# Exercise tasks
(a) In the post on interconnects, why was the 12AU7 selected?
(b) Rewrite the stretch of the interconnect post from "John Broskie's Guide" through "tube-driven Broskie interconnect.", changing "speaker cables" to "power cords".

# Extract
=====

John Broskie's Guide to Tube Circuit Analysis & Design

    Post 241                                                                      30 August 2012

 


More Interconnects
I finished my last post because I had run out of time, not interconnect designs. So, I will have to postpone covering speaker cables until next time. Where to begin? Let's start at the end of the last post, where we saw the tube-driven Broskie interconnect.

Two goals are achieved with this circuit: a pseudo balance is forced on the unbalanced interconnect and the high-voltage present on the shield polarizes the interconnect. The 12AU7 was selected because its heater can be placed across an external 12V power supply. The assumption here is that one tube would be used for both channels and that a 12V-to-180V DC-to-DC converter would be used for the B+ voltage. On the other hand, if you are willing to use two tubes, then our choice of tubes expands. For example, the following Broskie cable uses one 6922/6DJ8/E88CC tube per channel, the two 6V heaters placed in series. Instead of a simple cathode follower, the Aikido cathode follower drives the screen, which bestows its wonderful PSRR upon the design.

Note 95.3k resistor that attaches to hot conductor; this smaller value will deliver more of the input signal to the ACF, compensating for the gain loss from the follower. The 100pF capacitor is a protection device that AC grounds the output end of the shield at ultra-high frequencies; an antenna-prevention device, in other words. (A second capacitor could be added, which would attach the shield to the hot conductor at the output end of the cable.)

Who would have thought a simple audio interconnect could be made so complex. Well, it need not be, as we can forgo the warm glow of the tubes, yet retain the pseudo balance and polarized cable aspects of the design.

In this design, four 12V batteries are used to create a 48V voltage source. A23 batteries also put 12V. If you are lucky, you might find Energizer NO. 415, which puts out 45V! Unfortunately, I doubt that they are still being made.

=====

# Provided information
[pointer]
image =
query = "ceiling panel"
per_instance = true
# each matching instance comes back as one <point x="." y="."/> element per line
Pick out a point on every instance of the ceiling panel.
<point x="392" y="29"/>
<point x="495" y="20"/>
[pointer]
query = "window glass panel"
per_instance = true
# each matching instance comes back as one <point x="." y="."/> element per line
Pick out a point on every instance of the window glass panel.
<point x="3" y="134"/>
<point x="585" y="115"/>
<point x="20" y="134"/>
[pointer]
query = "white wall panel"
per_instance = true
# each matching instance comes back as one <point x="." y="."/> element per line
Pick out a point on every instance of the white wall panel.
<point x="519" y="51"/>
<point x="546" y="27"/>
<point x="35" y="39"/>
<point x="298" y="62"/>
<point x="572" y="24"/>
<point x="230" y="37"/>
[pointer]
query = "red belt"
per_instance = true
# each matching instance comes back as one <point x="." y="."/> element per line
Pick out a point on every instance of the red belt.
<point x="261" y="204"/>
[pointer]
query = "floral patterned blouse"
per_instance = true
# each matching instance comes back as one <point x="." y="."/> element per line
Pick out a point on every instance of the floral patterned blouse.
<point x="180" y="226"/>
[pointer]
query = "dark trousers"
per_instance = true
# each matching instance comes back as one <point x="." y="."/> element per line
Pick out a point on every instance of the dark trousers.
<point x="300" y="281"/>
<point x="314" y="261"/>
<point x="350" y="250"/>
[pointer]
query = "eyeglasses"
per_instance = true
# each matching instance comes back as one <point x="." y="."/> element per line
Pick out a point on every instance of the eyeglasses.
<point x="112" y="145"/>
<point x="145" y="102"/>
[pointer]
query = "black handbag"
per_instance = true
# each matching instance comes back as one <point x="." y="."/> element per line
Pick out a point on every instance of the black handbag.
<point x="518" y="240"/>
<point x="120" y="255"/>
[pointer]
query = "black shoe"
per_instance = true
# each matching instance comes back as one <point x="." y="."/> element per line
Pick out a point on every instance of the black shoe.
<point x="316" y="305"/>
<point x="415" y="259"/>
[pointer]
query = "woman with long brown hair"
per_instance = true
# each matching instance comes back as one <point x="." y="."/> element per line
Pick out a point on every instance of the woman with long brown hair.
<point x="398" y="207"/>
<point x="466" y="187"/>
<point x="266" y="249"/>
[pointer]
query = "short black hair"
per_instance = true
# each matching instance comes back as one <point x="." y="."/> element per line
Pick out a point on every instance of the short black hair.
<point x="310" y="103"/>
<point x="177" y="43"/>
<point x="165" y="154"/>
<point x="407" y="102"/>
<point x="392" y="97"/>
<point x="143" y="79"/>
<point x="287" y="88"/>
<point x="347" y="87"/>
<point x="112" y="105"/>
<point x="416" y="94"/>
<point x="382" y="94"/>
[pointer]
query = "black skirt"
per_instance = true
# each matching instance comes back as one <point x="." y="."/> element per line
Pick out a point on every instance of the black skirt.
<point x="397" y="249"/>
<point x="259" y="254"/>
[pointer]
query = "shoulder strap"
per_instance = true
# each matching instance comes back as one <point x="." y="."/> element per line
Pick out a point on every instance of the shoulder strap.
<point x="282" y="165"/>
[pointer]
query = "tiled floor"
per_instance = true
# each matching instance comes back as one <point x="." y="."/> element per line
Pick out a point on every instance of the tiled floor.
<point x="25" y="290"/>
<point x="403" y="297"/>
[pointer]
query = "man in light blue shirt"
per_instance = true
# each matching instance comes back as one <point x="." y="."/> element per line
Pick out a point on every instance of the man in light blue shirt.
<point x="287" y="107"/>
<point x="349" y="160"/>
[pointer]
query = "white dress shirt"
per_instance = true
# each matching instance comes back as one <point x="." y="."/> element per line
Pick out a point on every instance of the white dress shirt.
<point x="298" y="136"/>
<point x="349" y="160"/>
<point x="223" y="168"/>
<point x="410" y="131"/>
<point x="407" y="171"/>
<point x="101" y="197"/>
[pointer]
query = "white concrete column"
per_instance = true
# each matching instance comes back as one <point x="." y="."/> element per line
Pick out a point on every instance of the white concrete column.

=====

# The solutions
(a) Its heater can be placed across an external 12V power supply.

(b)
John Broskie's Guide to Tube Circuit Analysis & Design

    Post 241                                                                      30 August 2012

 


More Interconnects
I finished my last post because I had run out of time, not interconnect designs. So, I will have to postpone covering power cords until next time. Where to begin? Let's start at the end of the last post, where we saw the tube-driven Broskie interconnect.